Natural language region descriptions
____________________

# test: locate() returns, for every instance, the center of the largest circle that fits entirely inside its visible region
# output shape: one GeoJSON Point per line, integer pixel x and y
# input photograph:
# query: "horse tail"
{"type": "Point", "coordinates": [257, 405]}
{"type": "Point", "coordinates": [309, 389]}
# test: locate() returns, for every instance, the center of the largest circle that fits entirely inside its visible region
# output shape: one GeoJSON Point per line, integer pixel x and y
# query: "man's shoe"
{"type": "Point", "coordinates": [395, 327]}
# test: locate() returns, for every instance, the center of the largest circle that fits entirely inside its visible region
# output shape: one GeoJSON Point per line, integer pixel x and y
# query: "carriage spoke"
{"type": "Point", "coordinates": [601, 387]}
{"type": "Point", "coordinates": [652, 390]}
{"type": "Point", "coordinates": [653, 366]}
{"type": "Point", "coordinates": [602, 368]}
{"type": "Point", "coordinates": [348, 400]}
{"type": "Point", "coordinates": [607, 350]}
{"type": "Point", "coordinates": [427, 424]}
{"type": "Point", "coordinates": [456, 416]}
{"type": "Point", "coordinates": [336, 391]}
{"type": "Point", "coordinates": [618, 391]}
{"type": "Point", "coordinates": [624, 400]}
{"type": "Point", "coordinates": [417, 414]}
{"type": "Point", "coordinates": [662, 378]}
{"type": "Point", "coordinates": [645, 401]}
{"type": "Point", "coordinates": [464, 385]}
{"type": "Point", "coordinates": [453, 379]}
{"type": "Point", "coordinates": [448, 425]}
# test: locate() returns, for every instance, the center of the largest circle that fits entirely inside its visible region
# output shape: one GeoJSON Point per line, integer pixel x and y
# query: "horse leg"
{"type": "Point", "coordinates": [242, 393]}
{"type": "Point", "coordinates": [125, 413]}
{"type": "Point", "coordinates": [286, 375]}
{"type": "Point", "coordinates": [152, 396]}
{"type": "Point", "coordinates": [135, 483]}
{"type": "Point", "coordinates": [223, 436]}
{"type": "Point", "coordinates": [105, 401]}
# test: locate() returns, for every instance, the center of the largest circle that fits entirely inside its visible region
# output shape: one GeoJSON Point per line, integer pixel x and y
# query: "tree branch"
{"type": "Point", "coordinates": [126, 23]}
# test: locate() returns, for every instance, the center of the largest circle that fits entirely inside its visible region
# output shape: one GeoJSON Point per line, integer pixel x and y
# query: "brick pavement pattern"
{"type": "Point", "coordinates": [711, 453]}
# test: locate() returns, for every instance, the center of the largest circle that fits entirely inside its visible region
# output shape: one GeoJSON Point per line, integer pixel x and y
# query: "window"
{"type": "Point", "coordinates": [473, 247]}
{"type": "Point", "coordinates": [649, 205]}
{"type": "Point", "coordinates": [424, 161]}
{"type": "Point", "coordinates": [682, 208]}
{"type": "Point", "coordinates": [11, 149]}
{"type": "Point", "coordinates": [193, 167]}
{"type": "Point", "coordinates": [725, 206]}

____________________

* [Assigned task] The records above should be repeated word for word.

* [Problem solution]
# test: locate() returns, for every instance, the center of the largest circle that fits entirely inside its visible region
# output shape: one GeoJSON Point per line, integer pixel x and y
# input photograph:
# query: "horse tail"
{"type": "Point", "coordinates": [257, 405]}
{"type": "Point", "coordinates": [309, 389]}
# test: locate() returns, for every instance, the center of the largest circle that fits entirely inside its visible region
# output shape: one GeoJSON Point per line, integer pixel x and y
# query: "man's shoe"
{"type": "Point", "coordinates": [395, 327]}
# test: locate() returns, for every instance, the center of the largest circle that fits entirely inside its visible region
# output shape: one GeoJSON Point per line, integer pixel x and y
# query: "carriage spoke"
{"type": "Point", "coordinates": [601, 387]}
{"type": "Point", "coordinates": [652, 390]}
{"type": "Point", "coordinates": [653, 366]}
{"type": "Point", "coordinates": [602, 368]}
{"type": "Point", "coordinates": [348, 400]}
{"type": "Point", "coordinates": [607, 350]}
{"type": "Point", "coordinates": [427, 424]}
{"type": "Point", "coordinates": [456, 416]}
{"type": "Point", "coordinates": [336, 391]}
{"type": "Point", "coordinates": [618, 391]}
{"type": "Point", "coordinates": [624, 400]}
{"type": "Point", "coordinates": [417, 414]}
{"type": "Point", "coordinates": [662, 378]}
{"type": "Point", "coordinates": [645, 401]}
{"type": "Point", "coordinates": [464, 385]}
{"type": "Point", "coordinates": [453, 379]}
{"type": "Point", "coordinates": [448, 425]}
# test: locate() returns, for every instance, the center of the largest circle that fits entirely inside its visible region
# output shape: one GeoJSON Point per line, integer pixel x and y
# query: "horse leg"
{"type": "Point", "coordinates": [242, 393]}
{"type": "Point", "coordinates": [125, 413]}
{"type": "Point", "coordinates": [286, 375]}
{"type": "Point", "coordinates": [152, 396]}
{"type": "Point", "coordinates": [135, 483]}
{"type": "Point", "coordinates": [223, 436]}
{"type": "Point", "coordinates": [105, 401]}
# test: locate() returns, for every instance, the center of the largest circle that fits entirely inside its visible region
# output shape: one GeoJSON Point per line, integer pixel x and y
# query: "tree branch"
{"type": "Point", "coordinates": [126, 23]}
# test: locate() returns, for every instance, the center of the largest circle that fits entirely inside its visible region
# output shape: one GeoJSON Point per line, integer pixel x and y
# query: "brick pavement pattern"
{"type": "Point", "coordinates": [711, 453]}
# test: locate() returns, for every instance, the center of the largest circle that fits entirely inside its visible region
# output shape: one GeoJSON Point per line, integer pixel x and y
# query: "window"
{"type": "Point", "coordinates": [473, 247]}
{"type": "Point", "coordinates": [649, 205]}
{"type": "Point", "coordinates": [424, 161]}
{"type": "Point", "coordinates": [682, 208]}
{"type": "Point", "coordinates": [11, 149]}
{"type": "Point", "coordinates": [193, 167]}
{"type": "Point", "coordinates": [725, 206]}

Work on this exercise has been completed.